__WHAT YOU HAVE TO DO__: Pictures do not belong in the output. Reproduce exactly the lines from the start of the records through the line with "pixel 232 761".
▼▼▼
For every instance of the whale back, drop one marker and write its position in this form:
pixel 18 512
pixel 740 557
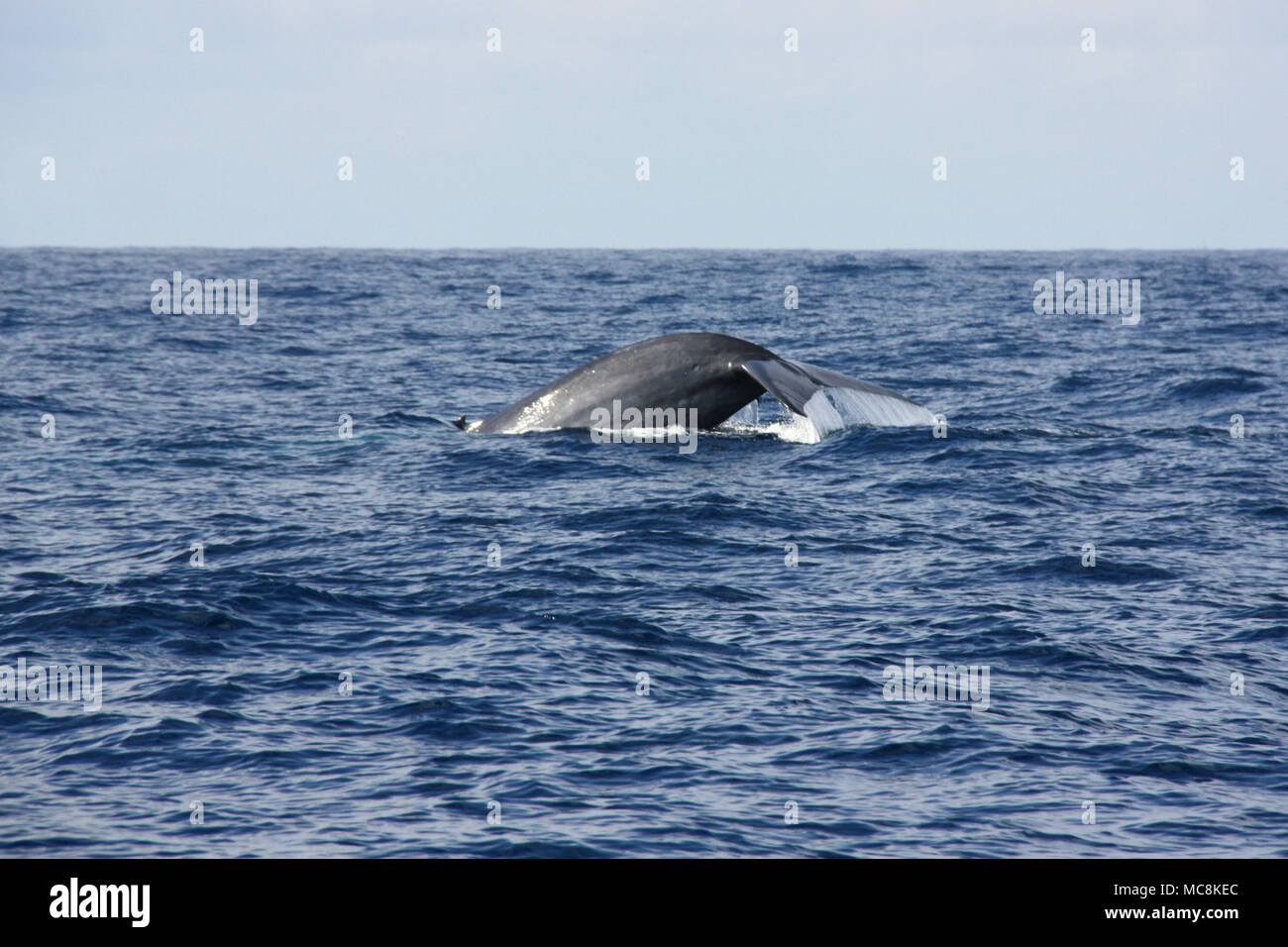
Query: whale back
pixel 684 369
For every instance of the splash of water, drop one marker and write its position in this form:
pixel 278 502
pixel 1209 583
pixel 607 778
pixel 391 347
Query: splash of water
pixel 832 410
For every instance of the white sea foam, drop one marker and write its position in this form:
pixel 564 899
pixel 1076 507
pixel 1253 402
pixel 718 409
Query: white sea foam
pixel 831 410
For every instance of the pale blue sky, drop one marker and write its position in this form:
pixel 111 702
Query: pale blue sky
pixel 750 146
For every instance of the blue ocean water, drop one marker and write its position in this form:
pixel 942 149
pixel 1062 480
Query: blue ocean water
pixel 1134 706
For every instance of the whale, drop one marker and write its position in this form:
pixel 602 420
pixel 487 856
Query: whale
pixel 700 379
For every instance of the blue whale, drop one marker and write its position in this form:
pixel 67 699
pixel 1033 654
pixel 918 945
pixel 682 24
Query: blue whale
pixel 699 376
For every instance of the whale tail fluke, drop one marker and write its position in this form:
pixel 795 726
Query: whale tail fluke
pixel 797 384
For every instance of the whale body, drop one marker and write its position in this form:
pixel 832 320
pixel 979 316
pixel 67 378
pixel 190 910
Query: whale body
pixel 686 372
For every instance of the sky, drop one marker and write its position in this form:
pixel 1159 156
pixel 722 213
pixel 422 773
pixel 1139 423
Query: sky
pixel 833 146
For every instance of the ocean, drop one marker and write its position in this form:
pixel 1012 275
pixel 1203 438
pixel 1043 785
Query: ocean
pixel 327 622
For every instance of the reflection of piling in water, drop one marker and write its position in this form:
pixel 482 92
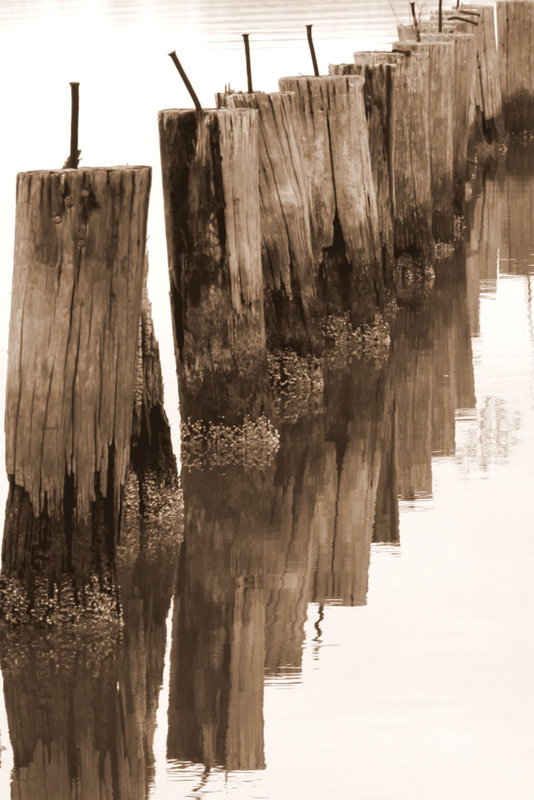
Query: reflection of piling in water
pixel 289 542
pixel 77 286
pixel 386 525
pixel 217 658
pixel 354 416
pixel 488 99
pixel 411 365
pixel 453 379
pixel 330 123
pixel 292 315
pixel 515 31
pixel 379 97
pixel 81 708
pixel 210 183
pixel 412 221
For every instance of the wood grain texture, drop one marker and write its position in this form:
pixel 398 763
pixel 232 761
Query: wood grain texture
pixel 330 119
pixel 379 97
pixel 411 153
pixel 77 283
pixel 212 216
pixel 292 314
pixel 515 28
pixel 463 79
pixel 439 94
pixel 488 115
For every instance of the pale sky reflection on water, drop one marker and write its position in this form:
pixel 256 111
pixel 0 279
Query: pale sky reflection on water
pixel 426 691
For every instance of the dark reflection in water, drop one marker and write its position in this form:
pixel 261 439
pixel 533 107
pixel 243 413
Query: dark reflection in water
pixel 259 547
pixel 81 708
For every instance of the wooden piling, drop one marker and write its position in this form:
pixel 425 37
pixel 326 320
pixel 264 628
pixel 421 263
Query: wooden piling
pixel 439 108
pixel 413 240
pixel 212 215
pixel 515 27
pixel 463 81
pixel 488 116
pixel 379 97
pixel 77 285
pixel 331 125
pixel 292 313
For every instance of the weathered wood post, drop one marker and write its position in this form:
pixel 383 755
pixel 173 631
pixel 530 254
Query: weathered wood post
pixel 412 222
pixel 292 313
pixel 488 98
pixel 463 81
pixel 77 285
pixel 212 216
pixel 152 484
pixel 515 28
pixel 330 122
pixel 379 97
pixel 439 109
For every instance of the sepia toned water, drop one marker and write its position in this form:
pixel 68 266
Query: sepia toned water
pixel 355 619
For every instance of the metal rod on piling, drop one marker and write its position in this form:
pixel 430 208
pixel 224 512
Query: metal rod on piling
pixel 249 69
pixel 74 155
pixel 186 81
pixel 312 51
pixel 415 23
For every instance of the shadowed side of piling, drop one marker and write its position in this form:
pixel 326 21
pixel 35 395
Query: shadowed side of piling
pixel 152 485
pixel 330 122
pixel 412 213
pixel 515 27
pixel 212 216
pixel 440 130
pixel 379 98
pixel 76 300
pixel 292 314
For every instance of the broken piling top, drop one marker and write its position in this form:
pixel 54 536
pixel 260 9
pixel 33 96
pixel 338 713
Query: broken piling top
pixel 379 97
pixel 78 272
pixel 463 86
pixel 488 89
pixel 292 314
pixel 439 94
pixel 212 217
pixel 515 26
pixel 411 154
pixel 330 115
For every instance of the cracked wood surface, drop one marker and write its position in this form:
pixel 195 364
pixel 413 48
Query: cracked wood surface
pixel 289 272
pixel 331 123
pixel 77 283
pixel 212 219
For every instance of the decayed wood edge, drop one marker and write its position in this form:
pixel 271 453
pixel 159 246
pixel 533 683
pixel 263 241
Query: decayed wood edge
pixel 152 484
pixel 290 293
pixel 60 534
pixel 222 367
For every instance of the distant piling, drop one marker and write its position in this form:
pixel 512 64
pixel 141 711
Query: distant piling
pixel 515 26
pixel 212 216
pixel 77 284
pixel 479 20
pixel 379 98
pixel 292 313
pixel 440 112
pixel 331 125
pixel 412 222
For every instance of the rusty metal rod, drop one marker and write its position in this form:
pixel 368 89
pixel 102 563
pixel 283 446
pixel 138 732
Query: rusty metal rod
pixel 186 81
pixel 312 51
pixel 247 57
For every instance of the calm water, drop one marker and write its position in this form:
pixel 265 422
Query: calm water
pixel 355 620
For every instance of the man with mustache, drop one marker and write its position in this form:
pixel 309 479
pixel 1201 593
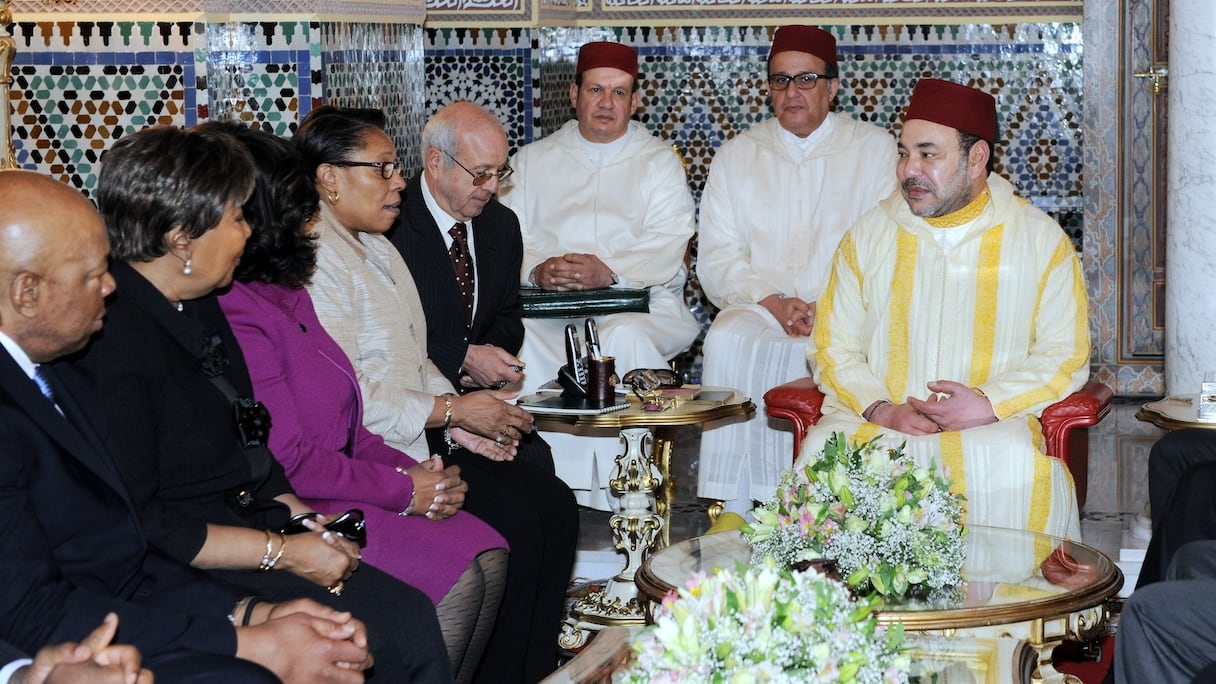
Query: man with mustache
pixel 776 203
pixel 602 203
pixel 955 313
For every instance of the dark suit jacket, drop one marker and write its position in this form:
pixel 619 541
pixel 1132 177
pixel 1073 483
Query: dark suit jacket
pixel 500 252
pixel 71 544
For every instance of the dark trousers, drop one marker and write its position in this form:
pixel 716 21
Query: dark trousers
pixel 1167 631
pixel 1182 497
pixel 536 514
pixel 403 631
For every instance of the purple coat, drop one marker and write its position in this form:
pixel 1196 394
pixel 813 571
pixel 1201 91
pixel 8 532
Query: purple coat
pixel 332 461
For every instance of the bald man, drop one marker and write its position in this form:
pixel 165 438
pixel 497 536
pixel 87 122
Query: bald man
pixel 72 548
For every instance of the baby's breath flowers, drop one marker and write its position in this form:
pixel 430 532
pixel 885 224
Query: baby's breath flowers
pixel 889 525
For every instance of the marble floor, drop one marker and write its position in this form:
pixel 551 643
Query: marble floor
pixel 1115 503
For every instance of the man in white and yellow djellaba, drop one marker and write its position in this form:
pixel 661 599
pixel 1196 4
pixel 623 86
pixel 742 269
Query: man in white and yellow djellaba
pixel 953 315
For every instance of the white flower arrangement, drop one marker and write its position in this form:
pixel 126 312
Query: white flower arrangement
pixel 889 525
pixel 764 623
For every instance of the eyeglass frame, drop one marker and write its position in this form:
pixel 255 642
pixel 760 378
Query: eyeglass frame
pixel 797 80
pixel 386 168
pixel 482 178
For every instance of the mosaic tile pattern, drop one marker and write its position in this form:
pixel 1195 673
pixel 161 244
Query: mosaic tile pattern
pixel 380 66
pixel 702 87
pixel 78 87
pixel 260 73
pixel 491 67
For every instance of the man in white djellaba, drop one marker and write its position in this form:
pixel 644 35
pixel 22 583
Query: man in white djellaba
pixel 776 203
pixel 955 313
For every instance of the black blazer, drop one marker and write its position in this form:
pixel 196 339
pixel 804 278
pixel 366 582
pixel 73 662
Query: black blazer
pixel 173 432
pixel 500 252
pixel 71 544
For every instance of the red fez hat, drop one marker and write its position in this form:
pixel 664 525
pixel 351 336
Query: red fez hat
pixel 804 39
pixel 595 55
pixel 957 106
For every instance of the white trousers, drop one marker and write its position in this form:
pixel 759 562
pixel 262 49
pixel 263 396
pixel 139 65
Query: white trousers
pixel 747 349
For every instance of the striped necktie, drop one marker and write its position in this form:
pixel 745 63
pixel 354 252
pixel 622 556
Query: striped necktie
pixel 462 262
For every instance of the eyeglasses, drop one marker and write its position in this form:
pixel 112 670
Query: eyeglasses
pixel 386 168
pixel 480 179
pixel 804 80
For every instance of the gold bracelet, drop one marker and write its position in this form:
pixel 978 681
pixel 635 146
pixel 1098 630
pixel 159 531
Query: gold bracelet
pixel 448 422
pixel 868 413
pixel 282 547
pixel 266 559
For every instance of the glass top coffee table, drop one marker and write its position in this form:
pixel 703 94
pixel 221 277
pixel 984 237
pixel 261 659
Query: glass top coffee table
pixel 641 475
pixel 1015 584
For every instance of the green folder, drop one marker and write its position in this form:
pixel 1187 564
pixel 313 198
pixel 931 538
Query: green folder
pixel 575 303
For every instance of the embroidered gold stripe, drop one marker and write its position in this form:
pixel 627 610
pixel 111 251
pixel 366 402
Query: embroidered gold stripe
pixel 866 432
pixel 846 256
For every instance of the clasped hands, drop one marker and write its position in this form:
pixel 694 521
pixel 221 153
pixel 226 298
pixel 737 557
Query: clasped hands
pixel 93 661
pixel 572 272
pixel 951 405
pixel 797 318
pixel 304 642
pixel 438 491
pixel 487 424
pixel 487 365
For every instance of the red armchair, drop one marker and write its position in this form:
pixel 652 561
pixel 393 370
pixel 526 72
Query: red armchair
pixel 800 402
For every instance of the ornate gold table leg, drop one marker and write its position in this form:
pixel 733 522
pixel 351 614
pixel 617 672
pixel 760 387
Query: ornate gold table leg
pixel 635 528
▲▲▲
__REPLY TO THE EXERCISE__:
For every instance of the whale back, drop one marker and write its position in this form:
pixel 18 512
pixel 740 557
Query: whale back
pixel 684 369
For every instance of the splash of water, drop one marker and write its position in this form:
pixel 278 502
pixel 1209 583
pixel 607 778
pixel 391 347
Query: splash of water
pixel 832 410
For every instance of the white sea foam, drop one marker and write its position in this form:
pixel 564 899
pixel 1076 507
pixel 1253 402
pixel 718 409
Query: white sea foam
pixel 831 410
For every instance of the pale blue sky, drop one marker and write its position in this form:
pixel 111 702
Query: pale blue sky
pixel 750 146
For every instance of the blue ocean water, drop one marker and write its position in this form:
pixel 942 149
pixel 1062 480
Query: blue ocean water
pixel 1134 706
For every instance of the whale, drop one marker and write its position in this form:
pixel 602 420
pixel 487 856
Query: whale
pixel 700 379
For every instance of the blue whale, drop one marker and write its position in this form:
pixel 67 699
pixel 1033 654
pixel 918 945
pixel 682 24
Query: blue whale
pixel 699 376
For every instance of the whale tail fluke, drop one marker and write its position in this form:
pixel 795 726
Query: whale tail fluke
pixel 797 384
For every instance of the whale body, drop one marker and write its position in this form:
pixel 832 320
pixel 979 316
pixel 67 378
pixel 190 910
Query: whale body
pixel 686 372
For every instance of the sky, drop one marker and write its position in this form:
pixel 1159 156
pixel 722 213
pixel 422 773
pixel 1139 423
Query: sky
pixel 833 146
For every instance of the ocean, drop one marker and write its position in this form:
pixel 1012 275
pixel 1203 438
pixel 1043 785
Query: ocean
pixel 327 622
For every instance of the reflection of piling in water, drop one marker and write its position in this form:
pixel 482 92
Query: reflection of piling in water
pixel 289 542
pixel 77 286
pixel 386 525
pixel 217 658
pixel 354 416
pixel 488 99
pixel 411 365
pixel 453 379
pixel 330 123
pixel 292 315
pixel 515 31
pixel 379 97
pixel 81 708
pixel 210 183
pixel 412 221
For every instance of the wood grain texture, drop one marker and write its position in this form:
pixel 398 763
pixel 232 761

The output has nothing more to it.